RECORDS Start Marker

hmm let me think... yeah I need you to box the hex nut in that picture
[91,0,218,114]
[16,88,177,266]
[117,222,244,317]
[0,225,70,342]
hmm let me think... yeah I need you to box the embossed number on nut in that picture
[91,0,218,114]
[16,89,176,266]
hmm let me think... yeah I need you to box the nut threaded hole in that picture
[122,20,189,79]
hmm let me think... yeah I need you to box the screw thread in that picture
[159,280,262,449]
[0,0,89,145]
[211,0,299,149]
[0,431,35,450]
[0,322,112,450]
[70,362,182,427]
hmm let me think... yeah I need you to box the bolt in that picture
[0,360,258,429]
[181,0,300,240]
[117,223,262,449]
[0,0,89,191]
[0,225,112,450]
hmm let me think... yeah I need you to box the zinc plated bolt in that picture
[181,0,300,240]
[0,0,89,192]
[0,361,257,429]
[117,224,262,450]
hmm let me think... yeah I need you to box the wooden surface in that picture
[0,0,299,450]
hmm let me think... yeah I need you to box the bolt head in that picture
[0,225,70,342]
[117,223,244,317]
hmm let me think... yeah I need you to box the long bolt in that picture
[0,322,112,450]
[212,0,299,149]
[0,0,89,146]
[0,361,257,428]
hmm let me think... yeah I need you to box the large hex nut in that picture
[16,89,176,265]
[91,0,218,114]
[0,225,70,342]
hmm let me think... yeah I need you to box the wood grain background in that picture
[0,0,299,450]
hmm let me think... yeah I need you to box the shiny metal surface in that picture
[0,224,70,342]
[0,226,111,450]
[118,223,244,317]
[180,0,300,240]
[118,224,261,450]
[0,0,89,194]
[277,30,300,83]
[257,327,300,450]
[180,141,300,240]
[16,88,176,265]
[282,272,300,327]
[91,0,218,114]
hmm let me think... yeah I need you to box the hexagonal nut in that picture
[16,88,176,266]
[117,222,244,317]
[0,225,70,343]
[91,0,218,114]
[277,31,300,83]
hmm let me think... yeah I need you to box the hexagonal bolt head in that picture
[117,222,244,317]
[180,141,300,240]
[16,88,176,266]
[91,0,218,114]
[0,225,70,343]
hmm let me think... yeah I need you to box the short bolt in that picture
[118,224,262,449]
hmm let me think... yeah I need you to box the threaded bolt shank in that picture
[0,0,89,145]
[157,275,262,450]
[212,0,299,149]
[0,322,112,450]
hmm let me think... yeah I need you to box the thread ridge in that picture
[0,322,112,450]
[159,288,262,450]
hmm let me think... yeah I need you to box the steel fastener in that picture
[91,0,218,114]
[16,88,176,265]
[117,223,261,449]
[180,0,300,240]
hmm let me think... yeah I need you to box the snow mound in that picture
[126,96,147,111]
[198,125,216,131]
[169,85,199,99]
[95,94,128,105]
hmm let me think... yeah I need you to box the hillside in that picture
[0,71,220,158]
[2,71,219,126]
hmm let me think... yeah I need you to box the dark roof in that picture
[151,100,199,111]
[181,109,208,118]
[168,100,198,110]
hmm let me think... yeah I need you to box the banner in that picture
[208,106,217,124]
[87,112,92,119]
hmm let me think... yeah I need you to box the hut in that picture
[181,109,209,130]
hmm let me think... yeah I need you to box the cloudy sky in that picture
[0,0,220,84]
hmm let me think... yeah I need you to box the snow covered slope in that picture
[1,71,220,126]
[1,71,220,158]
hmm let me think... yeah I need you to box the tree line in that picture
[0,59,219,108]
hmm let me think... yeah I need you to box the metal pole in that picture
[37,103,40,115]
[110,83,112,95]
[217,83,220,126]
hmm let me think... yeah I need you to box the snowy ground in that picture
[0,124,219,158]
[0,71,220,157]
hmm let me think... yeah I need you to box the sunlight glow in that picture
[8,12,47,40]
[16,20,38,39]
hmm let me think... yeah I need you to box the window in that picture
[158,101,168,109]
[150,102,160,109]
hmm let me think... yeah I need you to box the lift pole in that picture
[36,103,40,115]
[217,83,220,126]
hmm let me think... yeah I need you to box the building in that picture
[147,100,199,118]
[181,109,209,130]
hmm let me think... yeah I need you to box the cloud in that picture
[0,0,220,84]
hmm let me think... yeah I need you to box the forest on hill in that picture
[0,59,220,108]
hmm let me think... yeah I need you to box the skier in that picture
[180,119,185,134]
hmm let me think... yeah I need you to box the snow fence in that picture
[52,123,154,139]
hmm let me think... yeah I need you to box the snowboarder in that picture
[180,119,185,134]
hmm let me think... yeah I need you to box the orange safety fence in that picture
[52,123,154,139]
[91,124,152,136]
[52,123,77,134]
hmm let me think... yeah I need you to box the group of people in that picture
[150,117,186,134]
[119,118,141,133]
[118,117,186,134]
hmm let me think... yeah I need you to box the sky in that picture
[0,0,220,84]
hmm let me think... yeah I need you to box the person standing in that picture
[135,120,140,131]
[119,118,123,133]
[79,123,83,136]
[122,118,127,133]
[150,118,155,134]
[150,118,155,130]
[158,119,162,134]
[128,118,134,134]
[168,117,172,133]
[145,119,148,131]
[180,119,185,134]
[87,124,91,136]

RECORDS End Marker

The required answer is every line of the data, duplicated exactly.

TASK ANSWER –
hmm let me think... yeah I need you to box the hex nut in that picture
[91,0,218,114]
[16,88,177,266]
[117,222,244,317]
[0,225,70,342]
hmm let me think... yeah I need you to box the embossed number on nut in that picture
[91,0,218,114]
[16,89,176,266]
hmm let me think... yeah I need you to box the nut threaded hole in that picture
[122,20,189,79]
hmm let me think... yeah I need you to box the screw thread in that picture
[159,280,262,449]
[0,0,89,145]
[211,0,299,149]
[0,431,35,450]
[0,322,112,450]
[70,362,182,427]
hmm let me think... yeah I need you to box the bolt in that picture
[0,360,258,429]
[181,0,300,240]
[117,223,262,449]
[0,0,89,191]
[0,225,112,450]
hmm let me think... yeah I need you to box the zinc plated bolt in that picture
[181,0,300,240]
[0,0,89,192]
[0,361,257,429]
[117,224,262,450]
hmm let me think... yeah I need you to box the wooden surface in that picture
[0,0,299,450]
hmm let me think... yeah I need you to box the bolt head in that picture
[0,225,70,342]
[117,223,244,317]
hmm let me think... yeah I need you to box the long bolt in that picture
[0,322,112,450]
[212,0,299,149]
[0,0,89,146]
[0,361,257,428]
hmm let me think... yeah I need you to box the large hex nut in that picture
[16,89,176,265]
[91,0,218,114]
[0,225,70,342]
hmm let me think... yeah I need you to box the wood grain background in that picture
[0,0,299,450]
hmm let me think... yeah I need you to box the shiny metal surface in that picture
[0,224,70,342]
[0,226,111,450]
[118,223,244,317]
[180,0,300,240]
[118,224,261,450]
[0,0,89,194]
[277,30,300,83]
[257,327,300,450]
[180,141,300,240]
[16,88,176,265]
[282,272,300,327]
[91,0,218,114]
hmm let me think... yeah I need you to box the hexagonal nut in that picture
[16,88,176,266]
[117,222,244,317]
[0,225,70,343]
[91,0,218,114]
[277,31,300,83]
hmm let me think... yeah I need you to box the hexagonal bolt head in that picture
[117,222,244,317]
[180,141,300,240]
[16,88,176,266]
[91,0,218,114]
[0,225,70,343]
hmm let me think... yeah I need you to box the short bolt in that picture
[118,224,262,449]
hmm let me think... yeah I need you to box the threaded bolt shank in that picture
[0,0,89,145]
[157,275,262,450]
[212,0,299,149]
[0,322,112,450]
hmm let me think... yeah I need you to box the thread ridge in that picture
[0,322,112,450]
[159,288,262,450]
hmm let me think... yeah I need you to box the steel fastener in that picture
[91,0,218,114]
[16,88,176,265]
[117,223,261,449]
[180,0,300,240]
hmm let me think... yeah I need you to box the snow mound in that picture
[126,96,147,111]
[198,125,216,131]
[169,85,199,99]
[95,94,128,105]
hmm let me think... yeah I need you to box the hillside in that picture
[0,71,220,158]
[2,71,219,126]
hmm let me think... yeah I need you to box the dark roof in that picture
[151,100,199,111]
[181,109,208,118]
[168,100,198,110]
hmm let me think... yeah I need you to box the banner in that picture
[208,106,217,124]
[87,112,92,119]
hmm let me think... yeah I need you to box the hut in that picture
[181,109,209,130]
hmm let me think... yeah I need you to box the cloudy sky in that picture
[0,0,220,84]
hmm let me think... yeah I need you to box the snow covered slope in that picture
[1,71,220,126]
[1,71,220,158]
hmm let me think... yeah I need you to box the tree line in that picture
[0,59,219,108]
hmm let me think... yeah I need you to box the metal pole in that picture
[37,103,40,115]
[110,83,112,95]
[217,83,220,126]
hmm let me think... yeah I need you to box the snowy ground in that picture
[0,124,219,158]
[0,71,220,157]
hmm let me think... yeah I need you to box the sunlight glow in that picture
[8,12,47,40]
[16,20,38,39]
hmm let me think... yeah I need you to box the window in that picture
[158,101,168,109]
[150,102,160,109]
hmm let me think... yeah I need you to box the lift pole in that picture
[36,103,40,115]
[217,83,220,126]
hmm let me think... yeah I need you to box the building in that picture
[147,100,199,118]
[181,109,209,130]
hmm let me think... yeah I need you to box the cloud in that picture
[0,0,220,84]
hmm let me think... yeah I need you to box the forest on hill in that picture
[0,59,220,108]
hmm let me think... yeah I need you to box the skier in that picture
[180,119,185,134]
hmm let me think... yeah I need you to box the snow fence in that picture
[52,123,154,139]
hmm let me think... yeah I need you to box the snowboarder in that picture
[180,119,185,134]
hmm let me think... yeah I need you to box the orange safety fence in that picture
[52,123,154,139]
[91,124,152,136]
[52,123,77,134]
hmm let me think... yeah I need you to box the group of people in that picture
[150,117,186,134]
[119,118,141,133]
[118,117,186,134]
hmm let me think... yeah I need you to box the sky in that picture
[0,0,220,84]
hmm let me think... yeah I need you to box the person standing in that picture
[135,120,140,131]
[119,118,123,133]
[79,123,83,136]
[122,118,127,133]
[150,118,155,134]
[150,118,155,130]
[158,119,162,134]
[128,118,134,134]
[168,117,172,133]
[145,119,148,131]
[180,119,185,134]
[87,124,91,136]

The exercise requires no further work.